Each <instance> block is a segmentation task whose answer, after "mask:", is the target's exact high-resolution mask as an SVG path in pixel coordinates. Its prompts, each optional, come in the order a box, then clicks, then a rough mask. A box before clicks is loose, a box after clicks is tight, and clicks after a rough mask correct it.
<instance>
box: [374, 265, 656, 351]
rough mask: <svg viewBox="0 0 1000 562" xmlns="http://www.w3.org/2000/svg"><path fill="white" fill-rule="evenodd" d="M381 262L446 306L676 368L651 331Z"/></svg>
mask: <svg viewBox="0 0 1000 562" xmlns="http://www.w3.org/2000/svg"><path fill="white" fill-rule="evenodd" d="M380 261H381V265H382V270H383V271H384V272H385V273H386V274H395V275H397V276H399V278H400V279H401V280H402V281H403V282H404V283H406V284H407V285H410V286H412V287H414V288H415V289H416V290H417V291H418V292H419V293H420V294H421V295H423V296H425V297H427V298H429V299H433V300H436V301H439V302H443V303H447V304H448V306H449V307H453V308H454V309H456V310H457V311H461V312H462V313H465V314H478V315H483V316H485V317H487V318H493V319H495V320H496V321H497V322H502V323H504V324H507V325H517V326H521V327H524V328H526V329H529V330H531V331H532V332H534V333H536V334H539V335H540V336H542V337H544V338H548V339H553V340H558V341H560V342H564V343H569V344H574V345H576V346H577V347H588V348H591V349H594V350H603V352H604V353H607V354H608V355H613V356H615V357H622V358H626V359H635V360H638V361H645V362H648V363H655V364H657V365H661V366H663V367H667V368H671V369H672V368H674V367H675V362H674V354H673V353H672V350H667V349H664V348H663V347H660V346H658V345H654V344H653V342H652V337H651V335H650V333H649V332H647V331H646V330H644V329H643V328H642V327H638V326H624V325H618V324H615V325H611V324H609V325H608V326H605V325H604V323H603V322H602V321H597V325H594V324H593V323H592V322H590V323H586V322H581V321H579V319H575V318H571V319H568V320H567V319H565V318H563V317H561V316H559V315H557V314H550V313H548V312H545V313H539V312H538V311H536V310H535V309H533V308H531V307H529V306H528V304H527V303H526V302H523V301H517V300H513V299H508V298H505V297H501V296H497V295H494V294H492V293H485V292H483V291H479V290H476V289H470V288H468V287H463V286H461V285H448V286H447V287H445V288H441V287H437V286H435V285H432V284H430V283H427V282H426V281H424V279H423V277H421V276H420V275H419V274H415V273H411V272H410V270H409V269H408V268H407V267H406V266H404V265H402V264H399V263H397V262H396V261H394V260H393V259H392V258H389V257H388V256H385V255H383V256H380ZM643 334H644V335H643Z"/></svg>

## [ASSIGNMENT]
Reproduce every one of the rows above verbatim, changing no character.

## [EXERCISE RESULT]
Each <instance> block is a segmentation task whose answer, after "mask:", is the target's exact high-resolution mask as an SVG path in pixel coordinates. Its prompts, each optional, come in the order a box, then clicks, then a rough mask. A box before clicks is loose, a box after clicks is tight, and clicks after a rough mask correct it.
<instance>
box: [374, 265, 656, 351]
rough mask: <svg viewBox="0 0 1000 562" xmlns="http://www.w3.org/2000/svg"><path fill="white" fill-rule="evenodd" d="M381 262L446 306L676 368L651 331Z"/></svg>
mask: <svg viewBox="0 0 1000 562" xmlns="http://www.w3.org/2000/svg"><path fill="white" fill-rule="evenodd" d="M380 261H381V265H382V270H383V271H384V272H385V273H386V274H395V275H397V276H399V278H400V279H401V280H402V281H403V282H404V283H406V284H407V285H410V286H412V287H414V288H415V289H416V290H417V291H418V292H419V293H420V294H421V295H423V296H425V297H427V298H429V299H433V300H436V301H439V302H443V303H447V304H448V306H449V307H453V308H454V309H456V310H457V311H461V312H462V313H465V314H478V315H483V316H485V317H487V318H493V319H495V320H496V321H497V322H502V323H504V324H507V325H517V326H521V327H524V328H526V329H529V330H531V331H532V332H534V333H536V334H539V335H540V336H542V337H544V338H548V339H553V340H558V341H560V342H564V343H569V344H574V345H576V346H577V347H588V348H591V349H594V350H603V352H604V353H607V354H608V355H613V356H615V357H622V358H626V359H635V360H638V361H645V362H648V363H655V364H657V365H661V366H663V367H667V368H671V369H672V368H674V367H675V362H674V354H673V353H672V350H667V349H664V348H663V347H660V346H658V345H654V344H653V342H652V337H651V335H650V333H649V332H647V331H646V330H644V329H643V328H642V327H638V326H624V325H618V324H615V325H611V324H609V325H608V326H605V325H604V323H603V322H602V321H597V325H594V324H593V323H592V322H590V323H586V322H581V321H579V319H575V318H571V319H568V320H567V319H565V318H563V317H561V316H559V315H557V314H550V313H548V312H545V313H539V312H538V311H536V310H535V309H533V308H531V307H529V306H528V304H527V303H526V302H523V301H517V300H513V299H508V298H505V297H501V296H497V295H494V294H492V293H485V292H483V291H479V290H476V289H470V288H468V287H463V286H461V285H448V286H447V287H445V288H441V287H437V286H435V285H432V284H430V283H427V282H426V281H424V279H423V277H421V276H420V275H419V274H415V273H411V272H410V270H409V269H408V268H407V267H406V266H404V265H402V264H399V263H397V262H396V261H394V260H393V259H392V258H389V257H388V256H385V255H383V256H380ZM643 334H644V335H643Z"/></svg>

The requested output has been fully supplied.